Set problem: Recast the items below, from the line with "backrest accordingly in the photo above." through the end of the items, as a Markdown table with the columns "Row" and "Line". Leave out any blank lines.

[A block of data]
++++
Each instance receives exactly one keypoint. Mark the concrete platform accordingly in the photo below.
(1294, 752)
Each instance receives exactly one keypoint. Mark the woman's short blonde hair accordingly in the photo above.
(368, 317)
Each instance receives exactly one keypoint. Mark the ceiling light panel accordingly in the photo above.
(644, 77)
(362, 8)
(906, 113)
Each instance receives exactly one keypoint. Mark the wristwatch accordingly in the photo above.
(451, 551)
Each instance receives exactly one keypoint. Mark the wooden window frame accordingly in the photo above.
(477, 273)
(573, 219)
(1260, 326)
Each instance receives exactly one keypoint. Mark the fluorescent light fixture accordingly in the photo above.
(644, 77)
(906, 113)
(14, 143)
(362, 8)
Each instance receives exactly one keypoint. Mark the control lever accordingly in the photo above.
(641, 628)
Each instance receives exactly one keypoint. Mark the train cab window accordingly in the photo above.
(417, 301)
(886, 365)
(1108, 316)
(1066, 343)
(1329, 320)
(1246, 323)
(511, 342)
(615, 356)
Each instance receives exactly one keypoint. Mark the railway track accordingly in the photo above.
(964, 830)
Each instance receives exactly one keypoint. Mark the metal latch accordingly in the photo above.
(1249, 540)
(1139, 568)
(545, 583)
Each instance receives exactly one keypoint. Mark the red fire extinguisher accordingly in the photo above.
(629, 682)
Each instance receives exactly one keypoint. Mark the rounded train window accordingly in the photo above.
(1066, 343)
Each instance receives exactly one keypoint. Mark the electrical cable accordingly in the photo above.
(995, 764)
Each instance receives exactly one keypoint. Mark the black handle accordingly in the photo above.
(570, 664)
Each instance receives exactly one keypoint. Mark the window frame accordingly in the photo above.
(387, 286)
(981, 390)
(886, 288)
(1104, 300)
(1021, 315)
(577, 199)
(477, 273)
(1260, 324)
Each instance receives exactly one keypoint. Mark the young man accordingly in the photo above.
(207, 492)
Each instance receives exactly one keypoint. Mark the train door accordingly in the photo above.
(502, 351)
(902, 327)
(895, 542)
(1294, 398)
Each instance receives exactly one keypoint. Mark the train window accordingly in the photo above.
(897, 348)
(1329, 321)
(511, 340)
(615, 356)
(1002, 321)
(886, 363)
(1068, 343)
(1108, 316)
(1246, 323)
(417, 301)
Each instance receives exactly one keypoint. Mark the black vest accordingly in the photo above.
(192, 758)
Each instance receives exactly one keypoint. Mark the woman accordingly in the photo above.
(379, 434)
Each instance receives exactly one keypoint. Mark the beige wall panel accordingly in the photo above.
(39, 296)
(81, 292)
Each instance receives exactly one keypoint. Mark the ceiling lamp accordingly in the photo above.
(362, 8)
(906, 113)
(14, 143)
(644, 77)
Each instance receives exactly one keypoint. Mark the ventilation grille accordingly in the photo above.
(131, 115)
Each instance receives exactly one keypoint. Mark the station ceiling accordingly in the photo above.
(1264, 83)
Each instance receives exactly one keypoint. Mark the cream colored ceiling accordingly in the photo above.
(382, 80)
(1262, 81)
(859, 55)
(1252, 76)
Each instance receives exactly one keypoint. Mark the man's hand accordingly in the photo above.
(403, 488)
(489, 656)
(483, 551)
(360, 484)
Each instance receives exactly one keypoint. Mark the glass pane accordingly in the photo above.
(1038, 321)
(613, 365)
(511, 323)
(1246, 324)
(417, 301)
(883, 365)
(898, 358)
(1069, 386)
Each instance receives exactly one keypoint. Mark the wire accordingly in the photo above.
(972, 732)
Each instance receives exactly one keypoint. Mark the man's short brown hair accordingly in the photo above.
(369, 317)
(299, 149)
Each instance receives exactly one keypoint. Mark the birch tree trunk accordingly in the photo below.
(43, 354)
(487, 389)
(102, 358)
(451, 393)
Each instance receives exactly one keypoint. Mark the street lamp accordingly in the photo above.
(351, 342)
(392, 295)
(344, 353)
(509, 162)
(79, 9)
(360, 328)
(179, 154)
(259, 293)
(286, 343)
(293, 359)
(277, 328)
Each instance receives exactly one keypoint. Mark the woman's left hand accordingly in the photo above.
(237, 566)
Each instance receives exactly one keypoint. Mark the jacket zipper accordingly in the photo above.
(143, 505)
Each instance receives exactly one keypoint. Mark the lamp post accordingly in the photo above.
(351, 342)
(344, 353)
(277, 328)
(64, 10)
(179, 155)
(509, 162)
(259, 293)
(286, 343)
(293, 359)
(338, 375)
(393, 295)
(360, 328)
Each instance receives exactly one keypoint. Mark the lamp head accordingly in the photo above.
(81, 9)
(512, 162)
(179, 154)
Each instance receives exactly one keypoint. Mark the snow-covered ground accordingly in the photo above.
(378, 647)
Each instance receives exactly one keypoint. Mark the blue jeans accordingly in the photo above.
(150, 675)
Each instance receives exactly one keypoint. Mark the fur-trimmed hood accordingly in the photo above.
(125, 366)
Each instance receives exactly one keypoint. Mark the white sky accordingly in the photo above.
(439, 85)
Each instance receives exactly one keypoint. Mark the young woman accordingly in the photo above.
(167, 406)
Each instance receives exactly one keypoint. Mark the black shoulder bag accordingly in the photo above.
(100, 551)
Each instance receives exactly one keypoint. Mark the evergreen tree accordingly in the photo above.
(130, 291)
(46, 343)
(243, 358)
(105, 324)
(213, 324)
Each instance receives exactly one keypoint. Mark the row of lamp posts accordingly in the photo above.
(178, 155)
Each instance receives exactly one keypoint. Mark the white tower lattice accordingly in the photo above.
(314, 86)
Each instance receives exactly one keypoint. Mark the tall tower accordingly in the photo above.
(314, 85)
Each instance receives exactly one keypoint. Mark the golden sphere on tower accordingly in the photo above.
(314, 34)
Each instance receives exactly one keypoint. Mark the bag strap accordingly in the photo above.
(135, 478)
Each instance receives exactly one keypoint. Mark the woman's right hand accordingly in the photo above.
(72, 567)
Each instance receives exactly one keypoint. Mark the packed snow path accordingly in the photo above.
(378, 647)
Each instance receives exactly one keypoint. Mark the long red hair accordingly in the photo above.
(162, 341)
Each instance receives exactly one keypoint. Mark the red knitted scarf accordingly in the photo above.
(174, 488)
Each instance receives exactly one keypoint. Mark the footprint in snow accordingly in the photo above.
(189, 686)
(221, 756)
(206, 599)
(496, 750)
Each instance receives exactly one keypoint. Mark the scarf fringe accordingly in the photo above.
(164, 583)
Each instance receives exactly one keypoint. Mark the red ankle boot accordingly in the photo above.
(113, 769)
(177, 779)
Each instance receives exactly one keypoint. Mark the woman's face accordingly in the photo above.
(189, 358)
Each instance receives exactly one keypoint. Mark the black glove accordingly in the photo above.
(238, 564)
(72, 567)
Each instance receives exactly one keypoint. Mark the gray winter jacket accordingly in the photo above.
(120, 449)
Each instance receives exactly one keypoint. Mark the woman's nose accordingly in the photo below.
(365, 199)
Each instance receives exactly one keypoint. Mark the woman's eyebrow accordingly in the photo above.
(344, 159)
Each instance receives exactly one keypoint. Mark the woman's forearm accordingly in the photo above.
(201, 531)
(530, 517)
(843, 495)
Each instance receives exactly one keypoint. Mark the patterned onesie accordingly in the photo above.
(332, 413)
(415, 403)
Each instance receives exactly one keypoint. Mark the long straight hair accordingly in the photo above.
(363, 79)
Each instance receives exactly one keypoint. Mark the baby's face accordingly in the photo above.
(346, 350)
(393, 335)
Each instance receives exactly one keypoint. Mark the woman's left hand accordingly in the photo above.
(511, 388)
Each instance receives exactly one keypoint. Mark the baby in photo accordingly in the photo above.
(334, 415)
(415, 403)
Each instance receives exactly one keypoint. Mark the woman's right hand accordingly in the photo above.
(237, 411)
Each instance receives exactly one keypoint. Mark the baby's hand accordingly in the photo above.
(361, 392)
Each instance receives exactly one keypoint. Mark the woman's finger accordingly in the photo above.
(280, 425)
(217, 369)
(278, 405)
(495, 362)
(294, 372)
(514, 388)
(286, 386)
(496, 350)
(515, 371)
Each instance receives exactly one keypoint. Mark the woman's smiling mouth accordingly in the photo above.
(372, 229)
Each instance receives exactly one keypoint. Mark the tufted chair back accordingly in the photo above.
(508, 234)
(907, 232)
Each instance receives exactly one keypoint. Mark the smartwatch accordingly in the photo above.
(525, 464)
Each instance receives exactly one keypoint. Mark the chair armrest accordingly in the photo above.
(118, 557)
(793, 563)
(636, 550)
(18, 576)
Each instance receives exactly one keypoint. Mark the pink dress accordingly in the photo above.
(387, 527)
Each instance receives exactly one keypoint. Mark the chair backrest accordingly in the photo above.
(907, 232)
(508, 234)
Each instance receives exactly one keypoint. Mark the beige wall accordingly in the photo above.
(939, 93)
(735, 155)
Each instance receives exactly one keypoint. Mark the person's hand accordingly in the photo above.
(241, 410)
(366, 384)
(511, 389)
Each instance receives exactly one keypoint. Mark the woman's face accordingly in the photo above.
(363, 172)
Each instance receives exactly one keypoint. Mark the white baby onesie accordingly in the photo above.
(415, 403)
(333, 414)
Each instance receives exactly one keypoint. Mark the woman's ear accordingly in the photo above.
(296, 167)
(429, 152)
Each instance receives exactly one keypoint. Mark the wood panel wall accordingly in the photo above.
++++
Finished task:
| Row | Line |
|---|---|
| 1 | Each instance receives exactly one keypoint. Mark the chair backrest accordingly in the photo above. |
| 2 | (907, 232) |
| 3 | (508, 234) |
| 4 | Each instance receives exactly one keypoint. Mark the beige wall accordingly in the photo above. |
| 5 | (939, 93) |
| 6 | (735, 155) |
| 7 | Each instance receives exactly one keypoint. Mark the person's hand accordingly in the photo above. |
| 8 | (241, 410) |
| 9 | (366, 384) |
| 10 | (511, 389) |
| 11 | Each instance receives exactly one keypoint. Mark the woman's face accordingly in the photo above. |
| 12 | (363, 172) |
| 13 | Each instance receives exactly one keypoint. Mark the white baby onesie accordingly in the photo above. |
| 14 | (415, 403) |
| 15 | (333, 414) |
| 16 | Each instance receives exactly one keypoint. Mark the woman's ear accordingly in the photo above. |
| 17 | (296, 167) |
| 18 | (429, 152) |
| 19 | Each instance receives exactly one keypoint. Mark the wood panel wall accordingly in the photo above. |